## OBJECTIF 1
Pouvez-vous reproduire mot pour mot le passage du texte sur la fiscalité des SCI qui va de « - la distribution » à « la France (1). » ?

## TEXTE FOURNI
┏━━

Un nouveau développement pour les SCI françaises
07/06/2017- Dans un arrêt du 29 septembre 2016, la Cour de Cassation belge est revenue sur sa décision de 2004 concernant la fiscalité des SCI translucides.
La Belgique ne connaît que deux régimes fiscaux pour les structures sociétaires : l’opacité fiscale et la transparence fiscale (pour les "sociétés de droit commun" belges)
Translucidité fiscale
La France, connaît également le régime de la translucidité fiscale ce qui n'est pas la même chose que la transparence fiscale. La translucidité fiscale implique que :
- la SCI doit déclarer ses revenus fonciers (formulaire N° 2072 S-K).
- chaque associé de la SCI doit déclarer sa quote-part des revenus fonciers perçus par la SCI (même si ces revenus ne sont pas distribués) et payer l'impôt sur ces revenus. Cette imposition est l’impôt définitif sur les revenus immobiliers.
- la distribution ultérieure des bénéfices de la SCI n’entraîne pas, en France, une seconde imposition au titre de dividende.
Quel est le régime fiscal des SCI en Belgique ?
1.- La SCI ne distribue aucun revenu à ses associés
Si la SCI ne distribue aucun revenu à ses associés, les revenus fonciers ne sont imposables qu'en France, en vertu de la convention préventive de la double imposition signée entre la Belgique et la France (1).
L'administration fiscale belge admet ceci, mais elle applique le régime de "l'exonération avec réserve de progressivité" (2). Cela veut dire que le contribuable belge doit également déclarer en Belgique ses revenus immobiliers français pour déterminer le taux de l’impôt belge. C’est le régime de "l'exonération avec réserve de progressivité".
- Si les immeubles sont loués, le contribuable belge doit déclarer les loyers encaissés (après déduction des impôts français payés). Il sera tenu compte de ces loyers encaissés après déduction d'un forfait de 40 % au titre de frais d’entretien et de rénovation.
- Si les immeubles ne sont pas loués, il faut déclarer la valeur locative (nette d’impôt français) ; de ces montants seront également déduits 40 % au titre de frais d’entretien et de rénovation.
L'administration fiscale assimile donc translucidité fiscale et transparence fiscale.
Une application correcte du principe de translucidité fiscale (c-à-d les actionnaires ne font que payer l’impôt de la SCI) devrait exonérer le contribuable de toute obligation de déclaration, en Belgique, des revenus immobiliers français.

┗━━

## OBJECTIF 2
Pouvez-vous réécrire tous les enregistrements ci-dessous en remplaçant « pixel coordinates » par « image coordinates », sans rien modifier d'autre et en omettant les images ?

## ENREGISTREMENTS À TRAITER
┏━━

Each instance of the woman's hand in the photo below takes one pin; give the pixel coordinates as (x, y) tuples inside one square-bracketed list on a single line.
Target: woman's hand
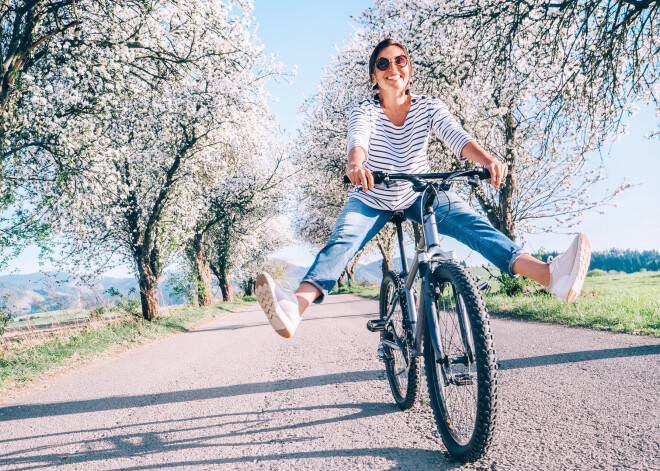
[(498, 171), (474, 152), (358, 175)]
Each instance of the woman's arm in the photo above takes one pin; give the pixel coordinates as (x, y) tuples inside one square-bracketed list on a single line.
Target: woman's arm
[(474, 152), (356, 173)]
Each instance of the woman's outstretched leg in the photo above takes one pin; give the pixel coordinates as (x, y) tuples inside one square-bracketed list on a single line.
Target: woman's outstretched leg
[(564, 275), (356, 225)]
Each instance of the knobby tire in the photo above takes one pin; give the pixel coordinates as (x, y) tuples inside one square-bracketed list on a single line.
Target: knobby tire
[(462, 445)]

┗━━

## RÉPONSE ATTENDUE 1
- la distribution ultérieure des bénéfices de la SCI n’entraîne pas, en France, une seconde imposition au titre de dividende.
Quel est le régime fiscal des SCI en Belgique ?
1.- La SCI ne distribue aucun revenu à ses associés
Si la SCI ne distribue aucun revenu à ses associés, les revenus fonciers ne sont imposables qu'en France, en vertu de la convention préventive de la double imposition signée entre la Belgique et la France (1).

## RÉPONSE ATTENDUE 2
Each instance of the woman's hand in the photo below takes one pin; give the image coordinates as (x, y) tuples inside one square-bracketed list on a single line.
Target: woman's hand
[(498, 171), (474, 152), (358, 175)]
Each instance of the woman's arm in the photo above takes one pin; give the image coordinates as (x, y) tuples inside one square-bracketed list on a single line.
Target: woman's arm
[(474, 152), (356, 173)]
Each instance of the woman's outstretched leg in the photo above takes one pin; give the image coordinates as (x, y) tuples inside one square-bracketed list on a single line.
Target: woman's outstretched leg
[(564, 275), (356, 225)]
Each instance of the knobby tire in the photo above takes one pin; give the image coordinates as (x, y) tuples inside one square-bracketed list on a single line.
Target: knobby tire
[(462, 445)]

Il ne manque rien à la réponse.